%%

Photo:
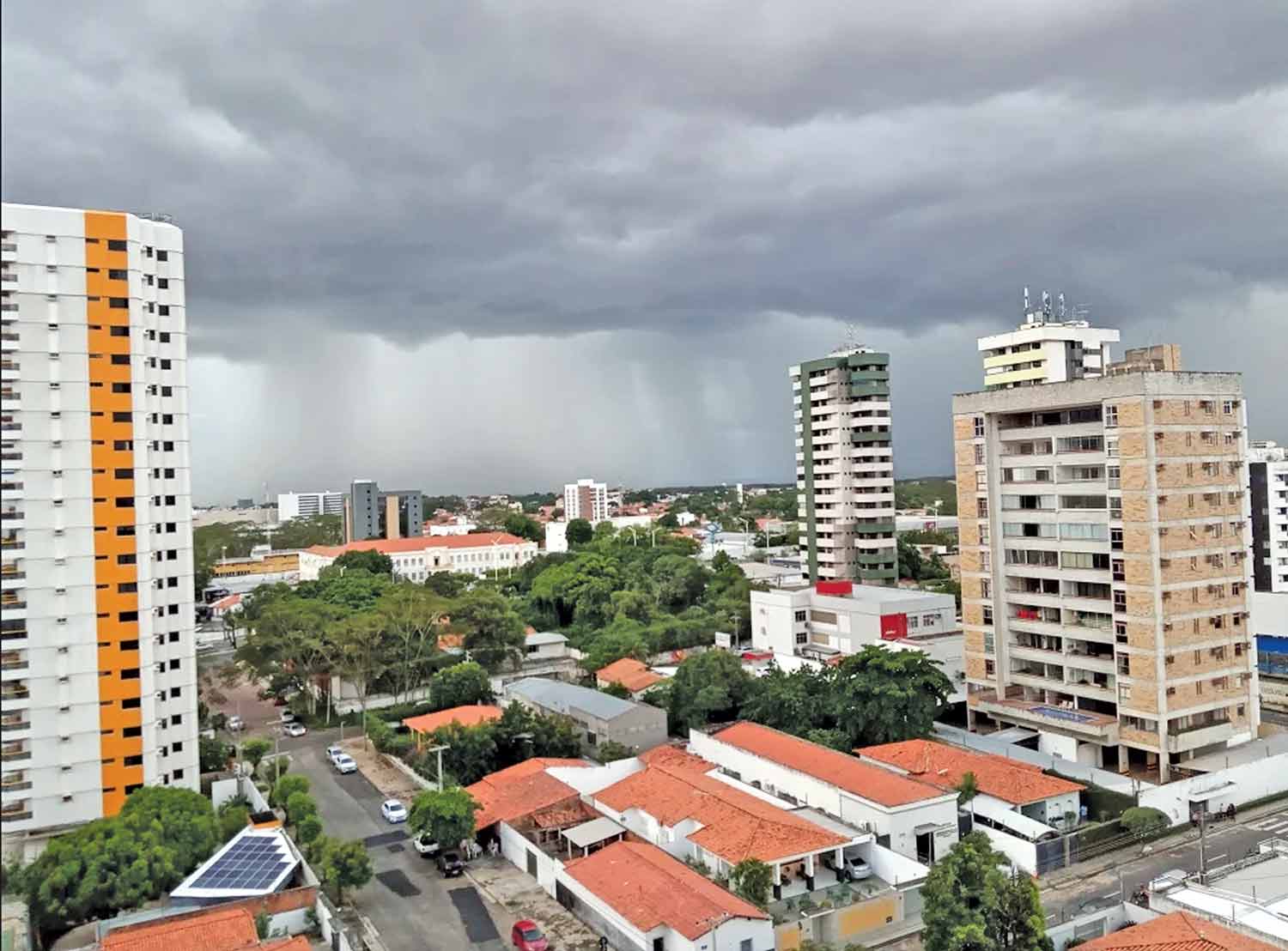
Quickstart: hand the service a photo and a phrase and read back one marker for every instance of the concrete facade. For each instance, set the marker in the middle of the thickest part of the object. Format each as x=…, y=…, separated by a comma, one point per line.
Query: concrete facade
x=1104, y=536
x=845, y=468
x=98, y=657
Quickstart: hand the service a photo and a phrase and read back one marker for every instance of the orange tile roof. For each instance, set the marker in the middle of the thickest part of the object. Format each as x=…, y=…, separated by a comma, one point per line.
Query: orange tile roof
x=1179, y=930
x=415, y=543
x=519, y=790
x=468, y=716
x=229, y=930
x=943, y=766
x=630, y=673
x=871, y=783
x=736, y=825
x=648, y=888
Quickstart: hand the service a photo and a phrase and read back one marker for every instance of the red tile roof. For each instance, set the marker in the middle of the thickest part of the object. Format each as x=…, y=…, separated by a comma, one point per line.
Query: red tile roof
x=1179, y=930
x=519, y=790
x=648, y=888
x=871, y=783
x=396, y=546
x=736, y=825
x=945, y=766
x=630, y=673
x=469, y=716
x=231, y=930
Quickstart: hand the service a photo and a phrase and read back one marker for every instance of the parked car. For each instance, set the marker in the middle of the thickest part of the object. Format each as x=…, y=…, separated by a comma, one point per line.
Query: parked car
x=450, y=863
x=855, y=869
x=527, y=936
x=393, y=811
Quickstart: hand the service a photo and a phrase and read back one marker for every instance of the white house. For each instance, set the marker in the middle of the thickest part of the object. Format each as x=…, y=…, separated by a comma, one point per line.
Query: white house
x=416, y=557
x=907, y=816
x=1017, y=804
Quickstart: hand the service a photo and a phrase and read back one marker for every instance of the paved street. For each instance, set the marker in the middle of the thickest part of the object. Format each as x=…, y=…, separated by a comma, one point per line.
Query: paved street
x=1225, y=843
x=407, y=901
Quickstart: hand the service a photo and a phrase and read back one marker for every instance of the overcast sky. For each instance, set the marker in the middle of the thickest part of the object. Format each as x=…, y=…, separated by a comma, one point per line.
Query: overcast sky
x=476, y=246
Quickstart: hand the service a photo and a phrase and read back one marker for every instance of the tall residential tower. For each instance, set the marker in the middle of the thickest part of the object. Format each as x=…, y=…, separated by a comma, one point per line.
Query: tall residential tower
x=845, y=468
x=100, y=681
x=1104, y=534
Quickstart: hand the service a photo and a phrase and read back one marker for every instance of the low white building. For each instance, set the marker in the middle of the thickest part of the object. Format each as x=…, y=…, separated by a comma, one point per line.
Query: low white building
x=908, y=817
x=835, y=618
x=415, y=559
x=1017, y=804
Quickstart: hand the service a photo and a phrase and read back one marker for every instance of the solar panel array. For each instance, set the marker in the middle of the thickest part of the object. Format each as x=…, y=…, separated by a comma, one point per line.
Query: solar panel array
x=255, y=861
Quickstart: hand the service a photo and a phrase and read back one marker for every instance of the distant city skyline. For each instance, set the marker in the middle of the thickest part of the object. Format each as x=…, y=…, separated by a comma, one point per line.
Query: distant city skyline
x=440, y=276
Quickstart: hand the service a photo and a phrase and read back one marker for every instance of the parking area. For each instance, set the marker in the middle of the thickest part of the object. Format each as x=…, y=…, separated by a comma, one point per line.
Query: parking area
x=519, y=894
x=407, y=901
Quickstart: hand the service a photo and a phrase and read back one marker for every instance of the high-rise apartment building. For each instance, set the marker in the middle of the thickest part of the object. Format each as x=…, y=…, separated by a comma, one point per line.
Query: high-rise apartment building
x=1104, y=529
x=1267, y=476
x=586, y=500
x=100, y=681
x=304, y=505
x=1045, y=349
x=845, y=468
x=373, y=516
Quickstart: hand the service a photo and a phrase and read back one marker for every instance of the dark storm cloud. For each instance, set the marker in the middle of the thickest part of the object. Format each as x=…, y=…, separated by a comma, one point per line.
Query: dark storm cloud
x=728, y=179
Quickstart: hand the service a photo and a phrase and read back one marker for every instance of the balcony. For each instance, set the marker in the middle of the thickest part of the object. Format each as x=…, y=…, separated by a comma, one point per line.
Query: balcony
x=1184, y=739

%%

Arrange every one of the lines above as a Markdown table with the columns "Number" and "Line", numbering the rows in order and omitting blank lines. Leave the pictures out of the table.

| Number | Line |
|---|---|
| 1 | Photo: |
| 2 | Quickstart: hand the service a photo and a phrase and read back one marker for every instance of the concrete facade. For each instance, set the marker in the middle of the thickest part of the object. Format each as x=…, y=…, separated by a comma, one point per line. |
| 3 | Query: concrete facade |
| 4 | x=1104, y=536 |
| 5 | x=845, y=468 |
| 6 | x=98, y=657 |
| 7 | Quickstart: hand the service a photo and a phrase and read back one marker for every instance of the orange tile roof. For each instance, set the marker in the middle of the thickest part of the object. Format each as x=…, y=…, separated by a comma, one point per line. |
| 8 | Query: orange tile roof |
| 9 | x=1179, y=930 |
| 10 | x=415, y=543 |
| 11 | x=519, y=790 |
| 12 | x=468, y=716 |
| 13 | x=229, y=930 |
| 14 | x=943, y=766 |
| 15 | x=630, y=673 |
| 16 | x=871, y=783 |
| 17 | x=736, y=825 |
| 18 | x=648, y=888 |
| 19 | Quickstart: hand the service a photo and a phrase and read back one marker for every instance of the red tile roof. For each instance, set the marker in the middle of the thickest part of the object. Format each as x=…, y=…, separated by a comma, one point per line. |
| 20 | Query: red tile roof |
| 21 | x=1179, y=930 |
| 22 | x=519, y=790 |
| 23 | x=648, y=888 |
| 24 | x=871, y=783 |
| 25 | x=396, y=546 |
| 26 | x=736, y=825 |
| 27 | x=945, y=766 |
| 28 | x=630, y=673 |
| 29 | x=469, y=716 |
| 30 | x=231, y=930 |
| 31 | Quickstart: hand the service a photo and a phrase and read back one marker for every instance of the parked car. For each instance, set the marker in the middle of the thickest part of the object. Format each as x=…, y=…, separated by a comma, one point per line. |
| 32 | Query: parked car |
| 33 | x=450, y=863 |
| 34 | x=855, y=869 |
| 35 | x=527, y=936 |
| 36 | x=393, y=811 |
| 37 | Quickstart: hand the service a photo and a phrase and read back one marker for every instance of the white house. For each instance, set the marker in the middle of the thickest part of the object. Format each as x=…, y=…, separated by a comma, one point per line. |
| 38 | Query: white house |
| 39 | x=416, y=557 |
| 40 | x=907, y=816 |
| 41 | x=1017, y=804 |
| 42 | Quickstart: hand the service a photo and a phrase and read back one marker for every instance of the paved street. For each instance, set the marker in the middle of the thickest part of the object. Format each as x=…, y=…, separated by a comma, one point per line. |
| 43 | Query: paved street |
| 44 | x=1225, y=843 |
| 45 | x=407, y=901 |
| 46 | Quickstart: hand the service a photo and a phrase and read back one marker for every instance of the overcast sky. For each instance, set the marker in the middle of the thickest part of the object. Format each as x=…, y=…, separated by a comma, one point per line. |
| 47 | Query: overcast sky |
| 48 | x=476, y=246 |
| 49 | Quickstart: hand the service a photo and a phrase and read back one marker for every instance of the tall residential tower. For each instance, set the marker in the middle of the thickest part of the object. Format each as x=…, y=…, separated by a comma, one point per line. |
| 50 | Query: tall residential tower |
| 51 | x=845, y=468 |
| 52 | x=100, y=681 |
| 53 | x=1104, y=534 |
| 54 | Quickstart: hand the service a photo and a phrase and read back one marker for every instance of the low white building. For each instance, set the marker in the middle of the thickest part of the object. Format each as x=…, y=…, separated by a comma, one point per line. |
| 55 | Query: low white building |
| 56 | x=908, y=817 |
| 57 | x=835, y=618 |
| 58 | x=415, y=559 |
| 59 | x=1017, y=804 |
| 60 | Quickstart: hand the service a photo and a phrase and read back one marker for every instance of the solar panel array. For each instance, set the marker in the middle of the thickest part of the object. Format each as x=…, y=…, separated by a comma, one point per line. |
| 61 | Query: solar panel array |
| 62 | x=255, y=861 |
| 63 | Quickstart: hand the service a photo and a phrase and read back one marker for every instance of the distant city skyline. For each instance, set the marker in the middle of the thickest part of the object. Format each as x=…, y=…, separated by a comma, one point per line. |
| 64 | Query: distant city skyline |
| 65 | x=440, y=276 |
| 66 | Quickstart: hand the service a photo and a phrase and read back one marker for every instance of the parking area. For each instance, set the marker in the middle of the thickest part of the object. Format each as x=…, y=…, separated by a comma, one point per line. |
| 67 | Query: parking area |
| 68 | x=519, y=894 |
| 69 | x=407, y=901 |
| 70 | Quickstart: hand the service a photo and a phrase and read back one marker for every instance of the high-rise apartment building. For each instance, set the marker in the middle of the thickest part of the object. Format each as x=…, y=…, separated by a comma, one point per line. |
| 71 | Query: high-rise apartment building |
| 72 | x=1104, y=529 |
| 73 | x=1267, y=476 |
| 74 | x=586, y=500 |
| 75 | x=100, y=681 |
| 76 | x=304, y=505 |
| 77 | x=1045, y=349 |
| 78 | x=845, y=468 |
| 79 | x=373, y=516 |
| 80 | Quickstart: hand the service a photo and a phrase and read back one marker for every instance of the dark storm cloud. For each instance, set the marker in the middle of the thickest part of the object. Format each as x=…, y=…, separated by a comma, one point per line. |
| 81 | Query: dark storm cloud |
| 82 | x=728, y=179 |
| 83 | Quickstart: hand the service a photo and a phrase and read back one marker for every instance of the balcony. For each instance, set the marker in the middle of the thickest part of the object. Format each as x=…, y=…, separated by a comma, one point per line. |
| 84 | Query: balcony |
| 85 | x=1184, y=739 |